=== What you need to do ===
Please locate every line in the records below that contains the string "point" and copy each of those lines. The match is case-sensitive.

=== Data section ===
============

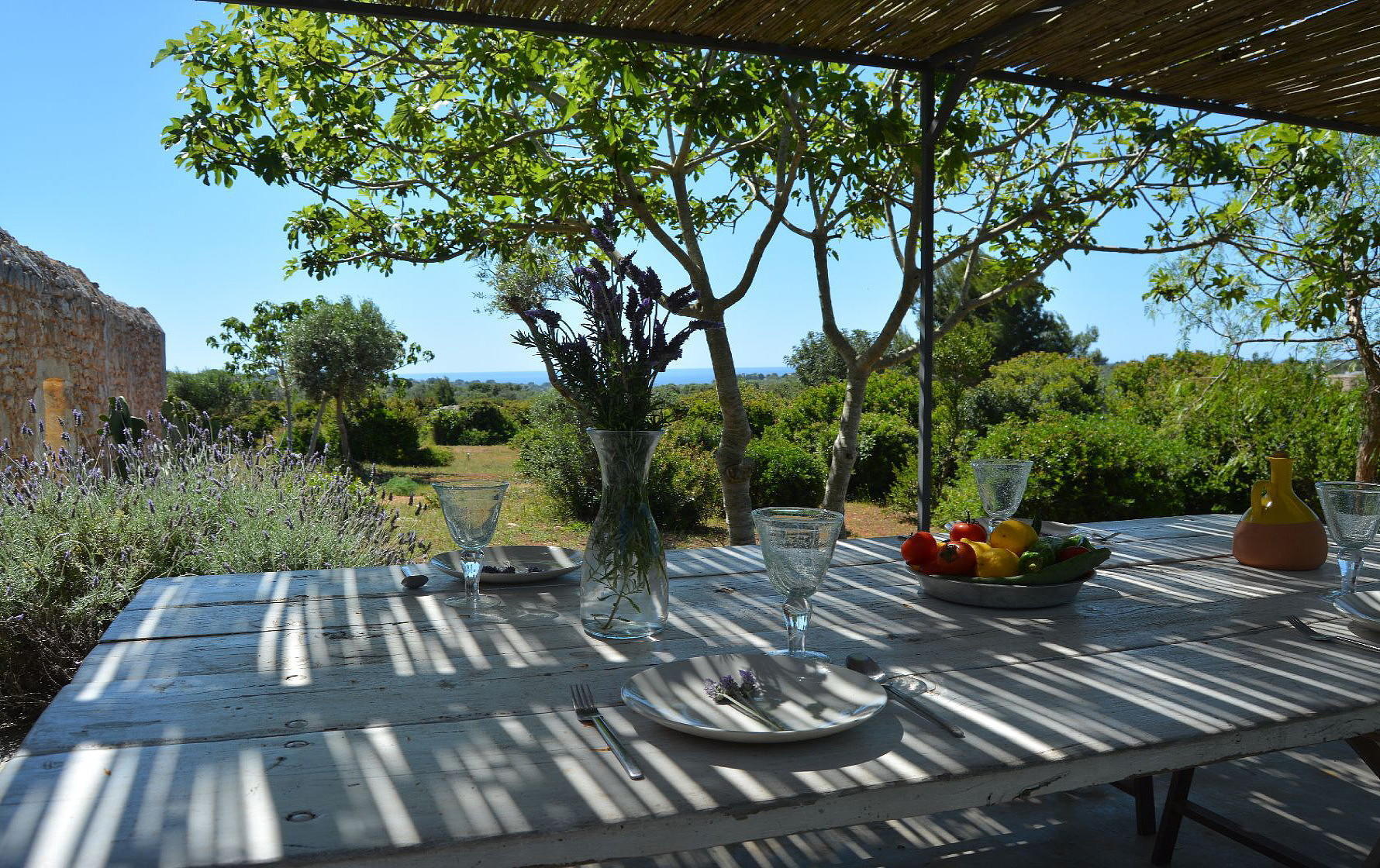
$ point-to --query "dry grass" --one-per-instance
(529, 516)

============

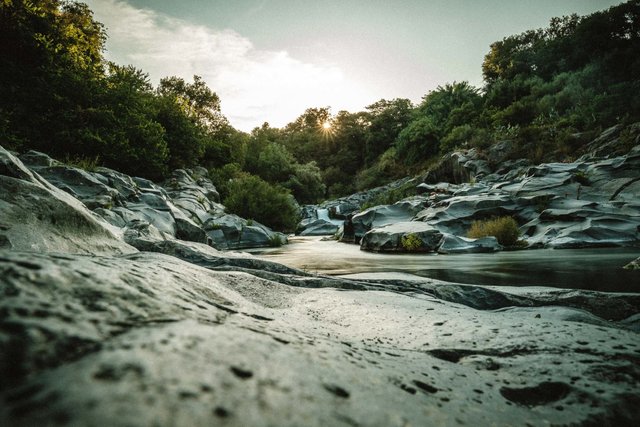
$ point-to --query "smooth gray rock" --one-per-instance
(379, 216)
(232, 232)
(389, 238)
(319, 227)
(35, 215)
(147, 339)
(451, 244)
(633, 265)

============

=== Problem solution ===
$ point-to --query "dry grass" --one-per-instance
$ point-to --query "smooth gray rock" --one-per-instance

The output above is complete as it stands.